**Page extract:**
+-------+

Meanwhile, HB 1047 “Relations Between Postsecondary Institutions and Communist Regimes” and its companion legislation in the Florida Senate, SB 1110, seeks to deter malign influence through severing Florida colleges and universities’ ties with “foreign countries governed by a communist regime.” As such, HB 1047 would prohibit certain relations between those parties, such as cultural exchanges, agreements, and programs of study. It also initially included language that specifically singled out relations with China through a provision that sought to remove the Florida-China Linkage Institute from the list of authorized Florida linkage institutions. Interestingly, another Florida Senate Bill CS/SB 1606 “Victims of Communism” seeks to dent authoritarian influences by requiring high school students to learn how victims of communist regimes suffered from censorship, poverty, starvation, migration, and systemic violence.
Subnational legislation like these bills could limit the Biden administration’s options in their relations with China as these actions might embolden U.S. hawks within Chinese leadership, thereby creating obstacles for future cooperation or crisis management mechanisms between the two countries. Bills like HB 7017 may exacerbate fears in China that the bill is part of a wider plot the U.S. federal government is orchestrating against the country. Conversely, subnational legislation could confirm the worldview of some U.S. hawks that the United States and the rest of the West is trying to undermine China however they can. That Chinese and U.S. systems of diplomacy are incongruous with each other speaks volumes to their different values, but it also creates challenges in handling China’s projection of U.S. intentions.
The challenge posed by China and subnational enthusiasm around pertinent foreign-policy issues like countering China provides the Biden administration with the opportunity to establish the Office of State and Local Diplomacy (OSLD) within the State Department’s Office of Global Partnerships. In March, the Truman Center proposed the establishment of the OSLD as a way for the State Department to partner with diverse stakeholders like governors and mayors across the country. Part of the OSLD’s mission would be to ensure local and state legislators are aware of national level policies and interests toward China and how legislators can work with the federal government to advance the national interest. The Truman Center also urged the Biden administration to expand the Pearson Fellowship dramatically by placing fellows initially only on Capitol Hill to state capitol buildings in all U.S. states and territories. Expanding the State Department’s presence beyond the National Capital Region can provide the federal government with other underused diplomatic tools in the United States’ relationship with China.

+-------+

**Material provided:**
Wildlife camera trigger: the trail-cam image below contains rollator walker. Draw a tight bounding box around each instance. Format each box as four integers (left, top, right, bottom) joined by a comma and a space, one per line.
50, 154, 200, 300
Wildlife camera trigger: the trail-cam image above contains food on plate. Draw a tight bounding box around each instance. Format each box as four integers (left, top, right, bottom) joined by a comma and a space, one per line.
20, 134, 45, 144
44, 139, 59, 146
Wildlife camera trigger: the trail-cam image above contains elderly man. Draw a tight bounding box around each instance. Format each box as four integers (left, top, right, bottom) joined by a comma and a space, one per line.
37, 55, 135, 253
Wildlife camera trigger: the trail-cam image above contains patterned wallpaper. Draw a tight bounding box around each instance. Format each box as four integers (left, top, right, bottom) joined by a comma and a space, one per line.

+-------+

**Work request A:**
Render this sentence from the passage on state legislation and China policy into Spanish: "In March, the Truman Center proposed the establishment of the OSLD as a way for the State Department to partner with diverse stakeholders like governors and mayors across the country."
**Work request B:**
Write out the passage on state legislation and China policy from "Subnational legislation like" up to and including "of U.S. intentions.".
**Work request C:**
Continue the passage on state legislation and China policy from the point at which it ends.

**Expected output A:**
En marzo, el Truman Center propuso la creación de la OSLD como una forma de que el Departamento de Estado se asociara con diversas partes interesadas, como gobernadores y alcaldes de todo el país.

**Expected output B:**
Subnational legislation like these bills could limit the Biden administration’s options in their relations with China as these actions might embolden U.S. hawks within Chinese leadership, thereby creating obstacles for future cooperation or crisis management mechanisms between the two countries. Bills like HB 7017 may exacerbate fears in China that the bill is part of a wider plot the U.S. federal government is orchestrating against the country. Conversely, subnational legislation could confirm the worldview of some U.S. hawks that the United States and the rest of the West is trying to undermine China however they can. That Chinese and U.S. systems of diplomacy are incongruous with each other speaks volumes to their different values, but it also creates challenges in handling China’s projection of U.S. intentions.

**Expected output C:**
Subnational legislation and actions can place limits on the Biden administration by either spoiling relations and negotiations between the United States and China or by forcing the Biden administration to take a specific approach to China. Meanwhile, state and local jurisdictions feel excited and empowered to act on these issues while they lack the experience and knowledge to do so tactfully. Regardless, subnational entities will continue to seek action.
Rather than seeking to stifle their voices, the Biden administration should reach out to state-level legislatures to hear their China priorities. This can be easily done by ensuring the State Department has a presence in the United States’ state and territory capitol buildings to advise state, territory, tribal, and local officials on foreign-policy-related matters. If China’s rise is the United States’ greatest geopolitical test of the 21st century, the federal government can lessen that burden by enlisting the assistance of state and local governments across the country.